* **Work request**
Could you output the entire listing without altering anything?

* **Input records**
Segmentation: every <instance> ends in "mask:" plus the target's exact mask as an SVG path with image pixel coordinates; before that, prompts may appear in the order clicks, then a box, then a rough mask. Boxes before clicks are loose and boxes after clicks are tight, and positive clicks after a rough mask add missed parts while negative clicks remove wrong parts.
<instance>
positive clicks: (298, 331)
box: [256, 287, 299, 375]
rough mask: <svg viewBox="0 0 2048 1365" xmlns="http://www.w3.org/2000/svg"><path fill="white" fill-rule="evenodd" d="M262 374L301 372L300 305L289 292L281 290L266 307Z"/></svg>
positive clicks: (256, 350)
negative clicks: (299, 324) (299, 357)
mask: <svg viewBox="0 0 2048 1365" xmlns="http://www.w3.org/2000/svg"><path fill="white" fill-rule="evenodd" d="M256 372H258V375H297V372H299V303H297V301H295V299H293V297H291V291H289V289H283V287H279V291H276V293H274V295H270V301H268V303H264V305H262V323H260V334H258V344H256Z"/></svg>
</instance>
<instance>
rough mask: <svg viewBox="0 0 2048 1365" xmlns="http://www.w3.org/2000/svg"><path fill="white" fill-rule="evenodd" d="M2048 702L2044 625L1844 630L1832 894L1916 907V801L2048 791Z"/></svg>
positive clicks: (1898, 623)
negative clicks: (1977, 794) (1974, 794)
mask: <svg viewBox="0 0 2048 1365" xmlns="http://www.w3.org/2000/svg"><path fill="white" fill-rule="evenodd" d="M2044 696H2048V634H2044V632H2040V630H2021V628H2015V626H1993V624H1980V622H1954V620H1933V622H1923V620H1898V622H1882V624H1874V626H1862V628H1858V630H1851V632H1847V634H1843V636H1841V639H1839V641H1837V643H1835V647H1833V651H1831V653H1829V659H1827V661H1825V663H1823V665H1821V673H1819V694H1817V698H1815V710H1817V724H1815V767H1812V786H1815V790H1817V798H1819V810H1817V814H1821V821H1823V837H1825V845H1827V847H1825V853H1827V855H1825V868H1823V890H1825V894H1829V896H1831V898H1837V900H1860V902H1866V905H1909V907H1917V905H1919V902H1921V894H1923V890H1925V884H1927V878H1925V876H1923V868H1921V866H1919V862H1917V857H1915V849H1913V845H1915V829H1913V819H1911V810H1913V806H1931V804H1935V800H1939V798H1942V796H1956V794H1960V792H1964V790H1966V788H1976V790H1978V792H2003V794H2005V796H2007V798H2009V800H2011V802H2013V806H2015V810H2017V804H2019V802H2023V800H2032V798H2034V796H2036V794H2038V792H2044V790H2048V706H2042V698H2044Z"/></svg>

* **Written answer**
Segmentation: every <instance> ends in "mask:" plus the target's exact mask as an SVG path with image pixel coordinates; before that, prompts may appear in the order clicks, then a box, then a rough mask. Boxes before clicks are loose and boxes after clicks are tight, and positive clicks after a rough mask add missed parts while negative clicks remove wrong parts.
<instance>
positive clicks: (298, 331)
box: [256, 287, 299, 375]
rough mask: <svg viewBox="0 0 2048 1365" xmlns="http://www.w3.org/2000/svg"><path fill="white" fill-rule="evenodd" d="M262 374L301 372L300 305L289 292L281 290L266 307Z"/></svg>
positive clicks: (256, 350)
negative clicks: (299, 324) (299, 357)
mask: <svg viewBox="0 0 2048 1365" xmlns="http://www.w3.org/2000/svg"><path fill="white" fill-rule="evenodd" d="M256 372H258V375H297V372H299V303H297V301H295V299H293V297H291V291H289V289H283V287H279V291H276V293H274V295H270V301H268V303H264V305H262V323H260V334H258V344H256Z"/></svg>
</instance>
<instance>
rough mask: <svg viewBox="0 0 2048 1365" xmlns="http://www.w3.org/2000/svg"><path fill="white" fill-rule="evenodd" d="M2048 702L2044 625L1844 630L1832 894L1916 907V801L2048 791Z"/></svg>
positive clicks: (1898, 623)
negative clicks: (1977, 794) (1974, 794)
mask: <svg viewBox="0 0 2048 1365" xmlns="http://www.w3.org/2000/svg"><path fill="white" fill-rule="evenodd" d="M2044 696H2048V634H2044V632H2040V630H2021V628H2015V626H1993V624H1980V622H1954V620H1933V622H1923V620H1898V622H1882V624H1874V626H1862V628H1858V630H1851V632H1847V634H1843V636H1841V639H1839V641H1837V643H1835V647H1833V651H1831V653H1829V659H1827V661H1825V663H1823V665H1821V673H1819V694H1817V698H1815V710H1817V724H1815V767H1812V786H1815V790H1817V798H1819V810H1817V814H1821V821H1823V837H1825V845H1827V847H1825V853H1827V855H1825V868H1823V890H1825V894H1829V896H1831V898H1837V900H1860V902H1866V905H1909V907H1917V905H1919V902H1921V894H1923V890H1925V884H1927V878H1925V876H1923V868H1921V866H1919V862H1917V857H1915V849H1913V845H1915V829H1913V819H1911V810H1913V806H1931V804H1935V800H1939V798H1942V796H1956V794H1960V792H1964V790H1966V788H1976V790H1978V792H2003V794H2005V796H2007V798H2009V800H2011V802H2013V806H2015V810H2017V804H2019V802H2023V800H2032V798H2034V796H2036V794H2038V792H2044V790H2048V706H2042V698H2044Z"/></svg>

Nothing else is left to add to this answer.